• **Exercise task**
Please state, from the hazardous waste liability rule below, how far in advance a new facility must submit its signed endorsement or certificate of insurance to the Agency.

• **Extract to read**
## Start
Current through Register Vol. 48, No. 38, September 20, 2024
a)
Coverage for Sudden Accidental Occurrences. An owner or operator of a hazardous
waste treatment, storage, or disposal facility, or a group of such facilities,
must demonstrate financial responsibility for bodily injury and property damage
to third parties caused by sudden accidental occurrences arising from
operations of the facility or group of facilities. The owner or operator must
have and maintain liability coverage for sudden accidental occurrences in the
amount of at least $1 million per occurrence with an annual aggregate of at
least $2 million, exclusive of legal defense costs. This liability coverage may
be demonstrated as specified in subsections (a)(1), (a)(2), (a)(3), (a)(4),
(a)(5), or (a)(6):
1) An owner or operator
may demonstrate the required liability coverage by having liability insurance,
as specified in this subsection (a).
A) Each
insurance policy must be amended by attachment of the Hazardous Waste Facility
Liability Endorsement or evidenced by a Certificate of Liability Insurance. The
wording of the endorsement and of the certificate of insurance must be that
specified in Section
724.251.
The owner or operator must submit a signed duplicate original of the
endorsement or the certificate of insurance to the Agency. If requested by the
Agency, the owner or operator must provide a signed duplicate original of the
insurance policy. An owner or operator of a new facility must submit the signed
duplicate original of the Hazardous Waste Facility Liability Endorsement or the
Certificate of Liability Insurance to the Agency at least 60 days before the
date on which hazardous waste is first received for treatment, storage, or
disposal. The insurance must be effective before this initial receipt of
hazardous waste.
B) Each insurance
policy must be issued by an insurer that is licensed by the Illinois Department
of Insurance.
2) An
owner or operator may meet the requirements of this Section by passing a
financial test or using the guarantee for liability coverage, as specified in
subsections (f) and (g).
3) An
owner or operator may meet the requirements of this Section by obtaining a
letter of credit for liability coverage, as specified in subsection
(h).
4) An owner or operator may
meet the requirements of this Section by obtaining a surety bond for liability
coverage, as specified in subsection (i).
5) An owner or operator may meet the
requirements of this Section by obtaining a trust fund for liability coverage,
as specified in subsection (j).
6)
An owner or operator may demonstrate the required liability coverage through
the use of combinations of insurance, financial test, guarantee, letter of
credit, surety bond, and trust fund, except that the owner or operator may not
combine a financial test covering part of the liability coverage requirement
with a guarantee unless the financial statement of the owner or operator is not
consolidated with the financial statement of the guarantor. The amounts of
coverage demonstrated must total at least the minimum amounts required by this
Section. If the owner or operator demonstrates the required coverage through
the use of a combination of financial assurances pursuant to this subsection
(a), the owner or operator must specify at least one such assurance as
"primary" coverage and must specify other such assurance as "excess"
coverage.
## End
• **Data**
## Start
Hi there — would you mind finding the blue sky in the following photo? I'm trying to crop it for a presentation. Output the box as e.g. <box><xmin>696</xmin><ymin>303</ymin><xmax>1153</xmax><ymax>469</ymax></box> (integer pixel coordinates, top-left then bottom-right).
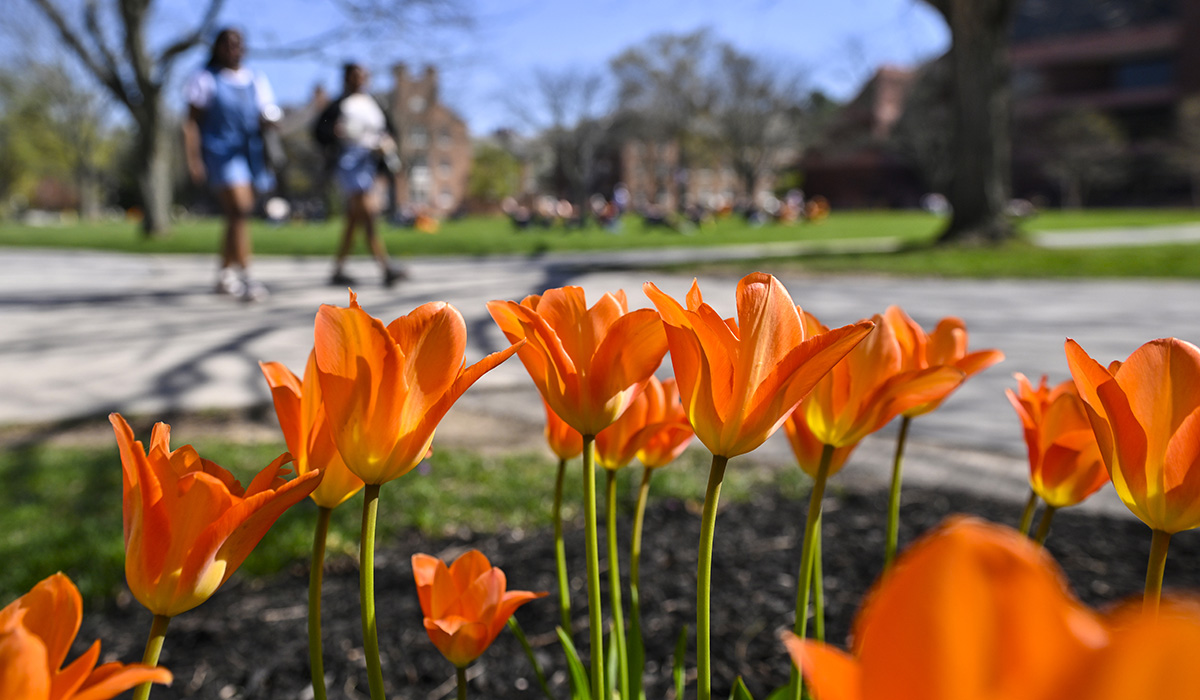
## End
• **Task answer**
At least 60 days before the date on which hazardous waste is first received for treatment, storage, or disposal.